## Short problem:
Reproduce word for word the part of the Svengali article between "By Louise Rooney" and "we do that?!", inclusive.

## Excerpted text:

Stop Dancing with the devil!

STOP DANCING WITH THE DEVIL!

By Louise Rooney MBACP AIP

Have you ever heard of Svengali?  In a book by George Du Maurier called Trilby the story goes about a charismatic hypnotist who convinces a young impressionable girl that she can sing, even though she is tone deaf.  In everyday language Svengali has come to mean someone who cruelly with evil and/or cynical intent, controls another person by persuasion or deceit

I think its more than possible that survivors of abuse can really identify with the idea of someone in their world being this kind of Svengali-like character.  For survivors of clergy abuse, the Svengali is the church itself.  Does this character sound familiar to you in your life?

It’s a scary thought, isn’t it that we are somehow under a spell or engaged in some kind of macabre dance that we feel compelled to do even though we know it isn’t actually any good for us?  Why do we do that?!

## Entries supplied:
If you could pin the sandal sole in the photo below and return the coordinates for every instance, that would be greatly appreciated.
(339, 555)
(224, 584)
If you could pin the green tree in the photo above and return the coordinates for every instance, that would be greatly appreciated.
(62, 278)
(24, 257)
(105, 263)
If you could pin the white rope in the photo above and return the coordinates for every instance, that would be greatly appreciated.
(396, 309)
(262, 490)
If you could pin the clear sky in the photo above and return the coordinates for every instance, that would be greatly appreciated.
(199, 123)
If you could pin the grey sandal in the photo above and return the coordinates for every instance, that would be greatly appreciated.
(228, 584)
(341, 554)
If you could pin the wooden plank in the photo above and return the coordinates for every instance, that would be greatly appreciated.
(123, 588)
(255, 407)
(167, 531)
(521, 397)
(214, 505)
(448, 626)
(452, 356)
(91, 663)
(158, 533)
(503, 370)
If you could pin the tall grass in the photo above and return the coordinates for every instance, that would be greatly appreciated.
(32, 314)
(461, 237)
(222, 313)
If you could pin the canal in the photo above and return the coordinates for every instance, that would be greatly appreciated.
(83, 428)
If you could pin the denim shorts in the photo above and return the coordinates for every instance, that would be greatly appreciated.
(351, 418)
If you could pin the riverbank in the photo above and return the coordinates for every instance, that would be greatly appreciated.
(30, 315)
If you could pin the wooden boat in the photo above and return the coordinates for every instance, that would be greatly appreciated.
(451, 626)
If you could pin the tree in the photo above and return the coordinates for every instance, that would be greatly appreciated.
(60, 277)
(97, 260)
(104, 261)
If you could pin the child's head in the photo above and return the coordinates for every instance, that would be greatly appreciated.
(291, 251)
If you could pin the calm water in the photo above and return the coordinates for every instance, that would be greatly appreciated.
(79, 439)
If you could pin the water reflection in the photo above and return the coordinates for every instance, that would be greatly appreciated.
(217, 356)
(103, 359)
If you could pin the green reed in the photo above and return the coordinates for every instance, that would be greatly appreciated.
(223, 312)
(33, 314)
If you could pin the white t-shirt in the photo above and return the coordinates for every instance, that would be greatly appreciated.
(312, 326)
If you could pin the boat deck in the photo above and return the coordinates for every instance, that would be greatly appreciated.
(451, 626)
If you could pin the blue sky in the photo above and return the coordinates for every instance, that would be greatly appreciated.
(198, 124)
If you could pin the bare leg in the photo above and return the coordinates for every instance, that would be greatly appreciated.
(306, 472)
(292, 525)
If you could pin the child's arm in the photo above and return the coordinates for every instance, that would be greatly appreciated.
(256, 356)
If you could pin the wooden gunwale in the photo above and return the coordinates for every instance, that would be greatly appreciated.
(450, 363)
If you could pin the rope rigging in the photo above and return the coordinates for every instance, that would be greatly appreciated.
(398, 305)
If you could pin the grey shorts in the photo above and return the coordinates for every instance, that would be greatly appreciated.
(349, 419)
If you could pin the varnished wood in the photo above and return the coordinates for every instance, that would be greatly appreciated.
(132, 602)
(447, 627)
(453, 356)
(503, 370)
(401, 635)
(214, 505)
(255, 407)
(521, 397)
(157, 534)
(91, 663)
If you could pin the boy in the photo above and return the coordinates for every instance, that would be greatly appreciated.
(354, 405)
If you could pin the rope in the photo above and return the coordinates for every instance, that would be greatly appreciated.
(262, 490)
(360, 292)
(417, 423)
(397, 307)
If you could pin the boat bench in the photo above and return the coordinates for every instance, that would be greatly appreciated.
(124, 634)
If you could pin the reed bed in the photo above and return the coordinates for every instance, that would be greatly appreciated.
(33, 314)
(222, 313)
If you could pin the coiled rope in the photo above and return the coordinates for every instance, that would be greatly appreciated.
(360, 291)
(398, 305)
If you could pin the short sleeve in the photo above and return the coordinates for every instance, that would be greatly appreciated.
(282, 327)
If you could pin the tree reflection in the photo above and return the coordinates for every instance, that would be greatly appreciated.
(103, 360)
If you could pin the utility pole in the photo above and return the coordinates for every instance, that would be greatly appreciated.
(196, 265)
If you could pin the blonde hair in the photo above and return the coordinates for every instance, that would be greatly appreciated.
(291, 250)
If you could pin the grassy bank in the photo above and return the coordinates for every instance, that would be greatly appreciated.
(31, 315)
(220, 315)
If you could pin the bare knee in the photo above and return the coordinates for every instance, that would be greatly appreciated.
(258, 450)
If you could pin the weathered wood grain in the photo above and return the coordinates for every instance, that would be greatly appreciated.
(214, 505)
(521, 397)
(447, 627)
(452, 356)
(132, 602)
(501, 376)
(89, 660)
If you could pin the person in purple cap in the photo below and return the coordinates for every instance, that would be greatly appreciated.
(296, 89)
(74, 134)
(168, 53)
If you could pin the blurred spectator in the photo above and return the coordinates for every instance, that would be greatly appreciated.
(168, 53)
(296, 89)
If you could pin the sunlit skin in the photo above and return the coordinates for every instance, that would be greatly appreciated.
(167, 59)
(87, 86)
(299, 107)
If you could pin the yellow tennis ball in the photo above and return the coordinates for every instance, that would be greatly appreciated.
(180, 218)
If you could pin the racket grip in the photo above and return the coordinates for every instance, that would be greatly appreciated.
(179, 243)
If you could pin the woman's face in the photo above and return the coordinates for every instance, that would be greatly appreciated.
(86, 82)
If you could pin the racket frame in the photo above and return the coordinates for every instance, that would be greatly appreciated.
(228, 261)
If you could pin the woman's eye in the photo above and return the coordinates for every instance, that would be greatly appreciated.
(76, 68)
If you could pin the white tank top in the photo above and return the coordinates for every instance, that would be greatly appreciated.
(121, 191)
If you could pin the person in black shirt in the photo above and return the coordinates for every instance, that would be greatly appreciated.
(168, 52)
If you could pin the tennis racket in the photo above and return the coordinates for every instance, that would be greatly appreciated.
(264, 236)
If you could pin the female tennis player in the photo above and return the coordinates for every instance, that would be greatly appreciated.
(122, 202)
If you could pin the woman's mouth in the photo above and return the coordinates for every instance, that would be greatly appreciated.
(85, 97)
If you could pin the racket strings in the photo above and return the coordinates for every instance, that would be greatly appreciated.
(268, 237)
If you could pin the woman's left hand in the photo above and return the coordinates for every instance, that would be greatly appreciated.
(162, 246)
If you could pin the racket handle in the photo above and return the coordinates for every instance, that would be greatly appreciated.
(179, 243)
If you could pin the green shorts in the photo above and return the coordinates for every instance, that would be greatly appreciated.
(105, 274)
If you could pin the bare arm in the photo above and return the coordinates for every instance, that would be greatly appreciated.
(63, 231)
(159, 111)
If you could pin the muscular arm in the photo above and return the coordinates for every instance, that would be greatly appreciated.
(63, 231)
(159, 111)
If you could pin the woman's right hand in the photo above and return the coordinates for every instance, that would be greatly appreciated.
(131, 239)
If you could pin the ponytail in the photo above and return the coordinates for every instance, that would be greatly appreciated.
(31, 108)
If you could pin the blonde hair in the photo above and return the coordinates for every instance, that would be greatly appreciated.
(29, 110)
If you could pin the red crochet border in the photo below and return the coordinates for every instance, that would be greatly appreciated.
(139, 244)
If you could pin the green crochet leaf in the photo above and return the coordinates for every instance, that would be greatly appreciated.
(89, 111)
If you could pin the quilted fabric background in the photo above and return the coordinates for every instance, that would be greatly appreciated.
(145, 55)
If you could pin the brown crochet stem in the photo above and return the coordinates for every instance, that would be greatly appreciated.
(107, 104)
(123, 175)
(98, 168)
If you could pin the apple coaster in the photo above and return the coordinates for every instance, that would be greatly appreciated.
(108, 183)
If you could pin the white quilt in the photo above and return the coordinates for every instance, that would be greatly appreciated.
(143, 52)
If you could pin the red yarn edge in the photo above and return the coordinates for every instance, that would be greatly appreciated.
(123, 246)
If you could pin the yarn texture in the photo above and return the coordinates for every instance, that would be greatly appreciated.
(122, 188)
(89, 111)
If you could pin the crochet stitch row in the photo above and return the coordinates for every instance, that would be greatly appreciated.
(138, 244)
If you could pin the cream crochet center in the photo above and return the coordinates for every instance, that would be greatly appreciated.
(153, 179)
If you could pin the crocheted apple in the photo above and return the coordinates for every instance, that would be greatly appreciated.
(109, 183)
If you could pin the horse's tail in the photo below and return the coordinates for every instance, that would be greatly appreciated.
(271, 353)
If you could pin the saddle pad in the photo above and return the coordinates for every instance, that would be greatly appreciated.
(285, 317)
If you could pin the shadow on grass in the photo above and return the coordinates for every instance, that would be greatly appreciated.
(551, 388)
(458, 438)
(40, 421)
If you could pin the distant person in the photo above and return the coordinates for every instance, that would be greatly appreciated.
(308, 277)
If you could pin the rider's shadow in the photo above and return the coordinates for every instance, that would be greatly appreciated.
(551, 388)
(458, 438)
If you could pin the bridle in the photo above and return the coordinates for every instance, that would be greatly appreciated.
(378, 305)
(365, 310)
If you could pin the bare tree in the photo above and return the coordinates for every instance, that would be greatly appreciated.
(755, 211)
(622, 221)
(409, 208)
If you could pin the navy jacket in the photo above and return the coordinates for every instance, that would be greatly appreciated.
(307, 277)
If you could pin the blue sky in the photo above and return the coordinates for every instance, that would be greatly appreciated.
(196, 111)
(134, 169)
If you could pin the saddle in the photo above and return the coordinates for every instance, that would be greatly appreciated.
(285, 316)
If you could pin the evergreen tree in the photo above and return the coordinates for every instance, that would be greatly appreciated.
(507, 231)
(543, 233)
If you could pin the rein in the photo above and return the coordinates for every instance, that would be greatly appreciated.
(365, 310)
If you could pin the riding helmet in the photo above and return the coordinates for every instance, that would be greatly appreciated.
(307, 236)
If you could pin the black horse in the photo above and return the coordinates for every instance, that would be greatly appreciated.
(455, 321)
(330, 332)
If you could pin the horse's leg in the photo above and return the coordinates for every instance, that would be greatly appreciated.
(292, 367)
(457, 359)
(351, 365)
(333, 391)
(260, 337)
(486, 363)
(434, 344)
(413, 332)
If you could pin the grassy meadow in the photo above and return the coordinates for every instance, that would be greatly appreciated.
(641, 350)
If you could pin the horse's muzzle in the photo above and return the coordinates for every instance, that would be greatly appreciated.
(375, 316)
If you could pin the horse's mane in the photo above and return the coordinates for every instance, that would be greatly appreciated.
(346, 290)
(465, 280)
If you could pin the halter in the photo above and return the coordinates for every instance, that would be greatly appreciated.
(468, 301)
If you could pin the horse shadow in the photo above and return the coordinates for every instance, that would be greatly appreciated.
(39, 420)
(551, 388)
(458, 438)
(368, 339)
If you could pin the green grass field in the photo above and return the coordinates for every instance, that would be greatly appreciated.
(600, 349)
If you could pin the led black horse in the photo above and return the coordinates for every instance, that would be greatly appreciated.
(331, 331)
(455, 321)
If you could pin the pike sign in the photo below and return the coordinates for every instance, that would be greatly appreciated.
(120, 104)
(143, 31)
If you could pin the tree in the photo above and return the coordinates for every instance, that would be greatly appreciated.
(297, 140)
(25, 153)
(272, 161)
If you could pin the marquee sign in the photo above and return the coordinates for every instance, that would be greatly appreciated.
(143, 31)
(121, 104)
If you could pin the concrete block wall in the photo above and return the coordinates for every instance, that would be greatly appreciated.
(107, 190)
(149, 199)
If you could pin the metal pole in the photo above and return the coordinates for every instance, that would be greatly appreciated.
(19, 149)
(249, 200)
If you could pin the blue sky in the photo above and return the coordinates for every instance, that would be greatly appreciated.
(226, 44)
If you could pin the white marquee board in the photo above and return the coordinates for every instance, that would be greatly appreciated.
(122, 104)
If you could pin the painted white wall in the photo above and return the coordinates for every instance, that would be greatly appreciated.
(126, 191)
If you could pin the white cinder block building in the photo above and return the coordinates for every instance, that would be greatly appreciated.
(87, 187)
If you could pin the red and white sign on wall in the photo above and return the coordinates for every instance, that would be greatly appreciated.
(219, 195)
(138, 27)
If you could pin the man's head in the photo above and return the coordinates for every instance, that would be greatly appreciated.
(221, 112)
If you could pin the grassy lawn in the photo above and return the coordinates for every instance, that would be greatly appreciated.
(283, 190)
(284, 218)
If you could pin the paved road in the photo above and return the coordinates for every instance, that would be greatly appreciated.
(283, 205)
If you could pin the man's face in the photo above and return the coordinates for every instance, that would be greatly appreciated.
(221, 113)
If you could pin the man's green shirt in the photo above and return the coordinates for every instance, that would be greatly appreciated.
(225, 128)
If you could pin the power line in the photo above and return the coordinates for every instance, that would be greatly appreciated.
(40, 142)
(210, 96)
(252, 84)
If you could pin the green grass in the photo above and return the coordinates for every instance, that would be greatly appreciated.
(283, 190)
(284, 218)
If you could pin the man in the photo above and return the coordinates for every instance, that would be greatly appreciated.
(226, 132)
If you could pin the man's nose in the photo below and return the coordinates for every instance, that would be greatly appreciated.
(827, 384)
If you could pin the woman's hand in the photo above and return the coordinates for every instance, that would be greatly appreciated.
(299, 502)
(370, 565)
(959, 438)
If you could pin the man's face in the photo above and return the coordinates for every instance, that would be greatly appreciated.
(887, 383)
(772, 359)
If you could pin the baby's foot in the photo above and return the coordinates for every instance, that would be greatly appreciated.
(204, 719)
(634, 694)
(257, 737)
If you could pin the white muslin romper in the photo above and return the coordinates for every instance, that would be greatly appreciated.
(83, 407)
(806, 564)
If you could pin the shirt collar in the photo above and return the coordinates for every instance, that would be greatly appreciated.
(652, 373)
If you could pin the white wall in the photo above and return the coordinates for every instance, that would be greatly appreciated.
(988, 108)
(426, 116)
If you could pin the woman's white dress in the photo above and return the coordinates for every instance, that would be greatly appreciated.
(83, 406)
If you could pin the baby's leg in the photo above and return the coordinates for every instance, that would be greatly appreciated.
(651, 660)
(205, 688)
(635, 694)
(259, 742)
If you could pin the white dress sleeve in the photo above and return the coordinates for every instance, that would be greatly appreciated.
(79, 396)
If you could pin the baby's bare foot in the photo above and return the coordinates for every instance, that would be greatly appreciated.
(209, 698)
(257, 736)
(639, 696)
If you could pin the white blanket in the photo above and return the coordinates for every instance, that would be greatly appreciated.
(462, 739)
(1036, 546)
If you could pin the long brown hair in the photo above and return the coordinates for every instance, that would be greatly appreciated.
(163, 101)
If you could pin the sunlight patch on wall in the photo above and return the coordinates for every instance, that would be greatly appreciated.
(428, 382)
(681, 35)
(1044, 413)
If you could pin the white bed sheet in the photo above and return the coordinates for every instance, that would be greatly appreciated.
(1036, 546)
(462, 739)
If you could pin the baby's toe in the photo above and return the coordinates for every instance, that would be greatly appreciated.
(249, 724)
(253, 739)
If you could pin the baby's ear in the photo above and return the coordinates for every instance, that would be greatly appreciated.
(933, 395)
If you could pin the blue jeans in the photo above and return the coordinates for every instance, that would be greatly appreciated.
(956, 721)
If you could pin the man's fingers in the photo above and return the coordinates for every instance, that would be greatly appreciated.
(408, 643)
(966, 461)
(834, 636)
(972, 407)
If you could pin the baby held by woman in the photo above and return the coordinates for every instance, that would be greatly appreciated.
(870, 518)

## Written reply:
By Louise Rooney MBACP AIP

Have you ever heard of Svengali?  In a book by George Du Maurier called Trilby the story goes about a charismatic hypnotist who convinces a young impressionable girl that she can sing, even though she is tone deaf.  In everyday language Svengali has come to mean someone who cruelly with evil and/or cynical intent, controls another person by persuasion or deceit

I think its more than possible that survivors of abuse can really identify with the idea of someone in their world being this kind of Svengali-like character.  For survivors of clergy abuse, the Svengali is the church itself.  Does this character sound familiar to you in your life?

It’s a scary thought, isn’t it that we are somehow under a spell or engaged in some kind of macabre dance that we feel compelled to do even though we know it isn’t actually any good for us?  Why do we do that?!